Coordinate annotation records
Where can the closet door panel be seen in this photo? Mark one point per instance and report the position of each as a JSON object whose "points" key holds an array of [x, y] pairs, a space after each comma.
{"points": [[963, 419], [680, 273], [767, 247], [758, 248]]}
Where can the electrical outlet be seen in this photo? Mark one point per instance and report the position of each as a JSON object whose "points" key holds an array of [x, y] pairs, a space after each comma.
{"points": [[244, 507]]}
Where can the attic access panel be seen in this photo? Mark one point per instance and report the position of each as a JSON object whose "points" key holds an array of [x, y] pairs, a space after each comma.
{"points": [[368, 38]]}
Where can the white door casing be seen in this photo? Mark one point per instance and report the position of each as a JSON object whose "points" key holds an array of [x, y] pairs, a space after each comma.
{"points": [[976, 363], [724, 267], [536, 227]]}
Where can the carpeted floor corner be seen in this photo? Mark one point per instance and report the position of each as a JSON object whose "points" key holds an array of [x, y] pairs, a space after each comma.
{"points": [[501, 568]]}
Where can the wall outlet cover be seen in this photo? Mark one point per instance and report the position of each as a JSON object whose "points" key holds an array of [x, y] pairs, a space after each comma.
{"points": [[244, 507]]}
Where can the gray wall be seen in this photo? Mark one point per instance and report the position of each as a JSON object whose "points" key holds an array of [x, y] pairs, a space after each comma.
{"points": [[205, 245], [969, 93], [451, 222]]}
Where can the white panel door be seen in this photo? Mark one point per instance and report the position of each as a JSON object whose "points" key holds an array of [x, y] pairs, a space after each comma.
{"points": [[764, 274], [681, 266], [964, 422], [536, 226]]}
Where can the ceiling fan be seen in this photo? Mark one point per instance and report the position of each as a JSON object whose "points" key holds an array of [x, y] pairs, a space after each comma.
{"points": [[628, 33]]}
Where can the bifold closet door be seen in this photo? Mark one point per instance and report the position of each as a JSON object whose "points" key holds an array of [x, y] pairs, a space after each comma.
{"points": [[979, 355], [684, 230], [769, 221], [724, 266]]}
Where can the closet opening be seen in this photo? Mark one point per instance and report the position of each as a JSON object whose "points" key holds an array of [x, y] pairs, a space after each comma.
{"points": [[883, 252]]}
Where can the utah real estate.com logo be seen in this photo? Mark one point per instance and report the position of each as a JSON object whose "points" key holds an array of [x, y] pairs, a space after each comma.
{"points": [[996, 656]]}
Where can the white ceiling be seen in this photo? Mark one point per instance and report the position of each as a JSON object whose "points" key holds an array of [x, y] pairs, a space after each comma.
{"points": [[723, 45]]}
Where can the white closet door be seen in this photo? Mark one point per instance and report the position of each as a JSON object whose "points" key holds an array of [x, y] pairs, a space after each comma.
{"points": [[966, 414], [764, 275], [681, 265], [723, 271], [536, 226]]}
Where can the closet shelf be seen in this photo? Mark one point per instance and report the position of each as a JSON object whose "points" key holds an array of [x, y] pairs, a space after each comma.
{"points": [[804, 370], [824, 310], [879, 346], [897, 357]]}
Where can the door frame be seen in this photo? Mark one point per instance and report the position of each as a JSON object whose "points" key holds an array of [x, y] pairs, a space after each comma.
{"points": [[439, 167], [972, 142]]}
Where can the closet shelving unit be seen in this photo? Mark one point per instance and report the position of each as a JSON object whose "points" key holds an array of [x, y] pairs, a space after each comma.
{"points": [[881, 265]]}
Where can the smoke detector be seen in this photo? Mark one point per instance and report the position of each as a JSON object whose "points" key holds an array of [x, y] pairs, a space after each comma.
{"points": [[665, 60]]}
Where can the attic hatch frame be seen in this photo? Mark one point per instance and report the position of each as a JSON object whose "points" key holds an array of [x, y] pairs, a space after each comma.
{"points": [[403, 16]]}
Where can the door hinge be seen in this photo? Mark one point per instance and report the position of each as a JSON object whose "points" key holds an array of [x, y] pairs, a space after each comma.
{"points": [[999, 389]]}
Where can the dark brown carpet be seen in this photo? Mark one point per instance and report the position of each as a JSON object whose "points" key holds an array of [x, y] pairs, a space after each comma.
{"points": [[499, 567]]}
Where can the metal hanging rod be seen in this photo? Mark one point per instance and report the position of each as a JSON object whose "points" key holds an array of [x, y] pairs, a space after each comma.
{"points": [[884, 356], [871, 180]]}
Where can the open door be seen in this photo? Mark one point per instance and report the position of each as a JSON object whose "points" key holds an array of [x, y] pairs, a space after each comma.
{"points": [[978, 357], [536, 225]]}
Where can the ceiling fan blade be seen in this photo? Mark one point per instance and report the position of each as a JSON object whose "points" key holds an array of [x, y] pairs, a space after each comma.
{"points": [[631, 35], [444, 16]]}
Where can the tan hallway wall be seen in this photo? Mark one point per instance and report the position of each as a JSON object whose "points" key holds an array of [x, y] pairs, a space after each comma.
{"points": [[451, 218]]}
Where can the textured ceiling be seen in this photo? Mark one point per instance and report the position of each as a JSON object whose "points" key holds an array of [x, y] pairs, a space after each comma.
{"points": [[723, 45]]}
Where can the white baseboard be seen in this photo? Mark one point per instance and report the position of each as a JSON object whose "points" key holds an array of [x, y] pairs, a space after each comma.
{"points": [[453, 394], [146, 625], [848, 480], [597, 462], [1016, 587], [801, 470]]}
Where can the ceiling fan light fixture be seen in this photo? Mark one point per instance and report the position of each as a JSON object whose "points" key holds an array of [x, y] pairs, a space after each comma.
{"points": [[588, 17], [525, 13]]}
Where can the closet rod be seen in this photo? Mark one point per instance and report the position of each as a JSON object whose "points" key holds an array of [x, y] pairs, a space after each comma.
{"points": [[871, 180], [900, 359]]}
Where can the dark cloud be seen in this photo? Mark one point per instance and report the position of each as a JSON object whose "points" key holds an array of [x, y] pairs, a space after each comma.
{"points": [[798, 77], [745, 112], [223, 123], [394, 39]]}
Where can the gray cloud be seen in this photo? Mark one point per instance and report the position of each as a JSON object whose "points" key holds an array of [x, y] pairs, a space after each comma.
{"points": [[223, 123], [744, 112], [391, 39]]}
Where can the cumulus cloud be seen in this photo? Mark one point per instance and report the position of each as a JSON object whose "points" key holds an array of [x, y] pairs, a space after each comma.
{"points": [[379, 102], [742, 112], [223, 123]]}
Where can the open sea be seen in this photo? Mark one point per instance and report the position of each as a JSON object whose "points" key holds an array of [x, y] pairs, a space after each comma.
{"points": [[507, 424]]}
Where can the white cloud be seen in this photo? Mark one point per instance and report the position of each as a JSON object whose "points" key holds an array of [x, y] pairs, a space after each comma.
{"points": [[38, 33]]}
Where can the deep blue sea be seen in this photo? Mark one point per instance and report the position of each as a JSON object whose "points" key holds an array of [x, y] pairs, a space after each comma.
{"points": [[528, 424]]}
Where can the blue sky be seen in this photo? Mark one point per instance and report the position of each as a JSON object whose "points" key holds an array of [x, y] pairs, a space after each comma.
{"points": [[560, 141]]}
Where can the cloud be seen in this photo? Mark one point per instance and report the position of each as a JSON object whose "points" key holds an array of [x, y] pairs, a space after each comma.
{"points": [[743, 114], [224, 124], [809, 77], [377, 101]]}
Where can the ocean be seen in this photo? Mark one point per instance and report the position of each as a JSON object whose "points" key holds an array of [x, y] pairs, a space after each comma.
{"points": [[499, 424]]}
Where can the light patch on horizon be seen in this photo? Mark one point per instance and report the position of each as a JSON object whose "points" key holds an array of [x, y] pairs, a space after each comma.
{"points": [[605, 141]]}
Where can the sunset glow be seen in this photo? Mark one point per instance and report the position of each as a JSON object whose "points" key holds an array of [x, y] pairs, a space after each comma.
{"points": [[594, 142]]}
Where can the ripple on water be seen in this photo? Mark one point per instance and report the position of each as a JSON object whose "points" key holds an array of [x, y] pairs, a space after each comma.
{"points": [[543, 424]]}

* * *

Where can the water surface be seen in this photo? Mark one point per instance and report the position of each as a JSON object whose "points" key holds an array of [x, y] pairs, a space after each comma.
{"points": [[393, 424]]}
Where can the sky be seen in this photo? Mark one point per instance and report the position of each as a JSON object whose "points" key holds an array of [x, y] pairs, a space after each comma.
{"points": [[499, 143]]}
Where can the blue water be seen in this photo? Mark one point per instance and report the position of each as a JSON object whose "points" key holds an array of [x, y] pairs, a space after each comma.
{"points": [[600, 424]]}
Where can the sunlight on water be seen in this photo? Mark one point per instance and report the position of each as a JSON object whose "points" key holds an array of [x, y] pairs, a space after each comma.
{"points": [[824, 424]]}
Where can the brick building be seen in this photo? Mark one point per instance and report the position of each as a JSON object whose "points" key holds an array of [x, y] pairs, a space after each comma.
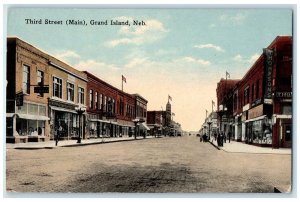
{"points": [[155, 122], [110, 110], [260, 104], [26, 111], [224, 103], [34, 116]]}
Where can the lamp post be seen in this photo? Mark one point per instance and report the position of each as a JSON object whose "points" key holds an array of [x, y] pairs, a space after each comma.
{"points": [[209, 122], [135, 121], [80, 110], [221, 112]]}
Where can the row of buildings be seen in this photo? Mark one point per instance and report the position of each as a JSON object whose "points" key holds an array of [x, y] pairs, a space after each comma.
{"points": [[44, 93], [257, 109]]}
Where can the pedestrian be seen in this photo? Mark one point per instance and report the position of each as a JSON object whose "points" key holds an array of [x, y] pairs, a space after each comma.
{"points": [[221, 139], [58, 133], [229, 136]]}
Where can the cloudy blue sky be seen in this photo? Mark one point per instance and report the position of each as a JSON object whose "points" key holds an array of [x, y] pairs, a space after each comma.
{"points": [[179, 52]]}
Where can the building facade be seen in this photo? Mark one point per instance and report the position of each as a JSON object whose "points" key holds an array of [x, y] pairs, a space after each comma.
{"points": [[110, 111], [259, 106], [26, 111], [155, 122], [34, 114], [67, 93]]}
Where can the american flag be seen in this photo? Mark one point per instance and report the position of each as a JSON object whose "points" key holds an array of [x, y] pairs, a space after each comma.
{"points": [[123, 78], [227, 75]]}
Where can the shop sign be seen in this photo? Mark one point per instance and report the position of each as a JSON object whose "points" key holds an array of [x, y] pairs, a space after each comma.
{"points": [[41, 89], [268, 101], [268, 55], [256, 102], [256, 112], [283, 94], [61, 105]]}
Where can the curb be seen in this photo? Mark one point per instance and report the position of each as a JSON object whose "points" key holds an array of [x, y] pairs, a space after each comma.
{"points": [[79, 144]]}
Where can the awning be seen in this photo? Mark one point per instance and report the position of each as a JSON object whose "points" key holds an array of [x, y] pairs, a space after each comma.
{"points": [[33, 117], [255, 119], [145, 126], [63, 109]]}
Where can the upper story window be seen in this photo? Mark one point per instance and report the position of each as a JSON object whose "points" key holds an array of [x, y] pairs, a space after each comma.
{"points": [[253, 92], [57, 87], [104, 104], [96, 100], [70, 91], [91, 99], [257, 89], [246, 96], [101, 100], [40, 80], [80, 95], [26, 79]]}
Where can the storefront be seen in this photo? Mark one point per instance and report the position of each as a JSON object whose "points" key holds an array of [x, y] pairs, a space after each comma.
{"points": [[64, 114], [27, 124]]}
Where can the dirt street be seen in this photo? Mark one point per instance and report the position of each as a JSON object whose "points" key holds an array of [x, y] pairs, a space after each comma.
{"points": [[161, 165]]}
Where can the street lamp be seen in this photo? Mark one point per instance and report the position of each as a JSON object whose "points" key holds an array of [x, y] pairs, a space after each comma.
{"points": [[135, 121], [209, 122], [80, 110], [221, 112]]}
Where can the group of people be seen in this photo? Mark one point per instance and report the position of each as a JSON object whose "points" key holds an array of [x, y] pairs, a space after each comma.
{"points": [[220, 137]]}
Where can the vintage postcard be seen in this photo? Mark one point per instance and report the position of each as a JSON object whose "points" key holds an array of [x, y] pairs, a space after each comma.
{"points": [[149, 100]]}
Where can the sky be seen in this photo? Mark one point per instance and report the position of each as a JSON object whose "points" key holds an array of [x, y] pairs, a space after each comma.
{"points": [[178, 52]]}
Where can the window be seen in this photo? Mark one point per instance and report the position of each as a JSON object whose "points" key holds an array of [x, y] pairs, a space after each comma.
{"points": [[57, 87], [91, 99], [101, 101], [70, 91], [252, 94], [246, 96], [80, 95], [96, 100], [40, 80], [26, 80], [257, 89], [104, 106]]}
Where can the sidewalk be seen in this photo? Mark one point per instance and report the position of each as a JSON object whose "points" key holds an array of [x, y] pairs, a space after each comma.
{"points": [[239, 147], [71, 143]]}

==

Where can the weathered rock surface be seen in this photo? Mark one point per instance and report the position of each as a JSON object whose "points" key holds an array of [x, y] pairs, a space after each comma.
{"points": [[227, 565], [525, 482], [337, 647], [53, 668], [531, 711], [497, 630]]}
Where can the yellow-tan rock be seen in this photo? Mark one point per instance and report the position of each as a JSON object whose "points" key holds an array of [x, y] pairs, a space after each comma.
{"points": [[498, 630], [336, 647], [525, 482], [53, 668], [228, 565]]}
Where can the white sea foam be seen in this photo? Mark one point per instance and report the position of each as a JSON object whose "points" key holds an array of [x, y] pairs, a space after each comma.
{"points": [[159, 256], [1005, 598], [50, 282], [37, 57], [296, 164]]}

REQUIRED TASK: Show each line of the items above that contains the word "dark", copied in full.

REPLY TO THE EXERCISE:
Where can the dark brown carpet be seen in this photo? Mark one point per instance and report the position of each as a JSON object whose "points" key holds an array of [x, y] pairs, a space after each comma.
Where can the dark cloud be seen in this photo? Mark one point per instance and report the position of each as a JSON object whose "points" key holds an array of [x, y] pairs, a space after each comma.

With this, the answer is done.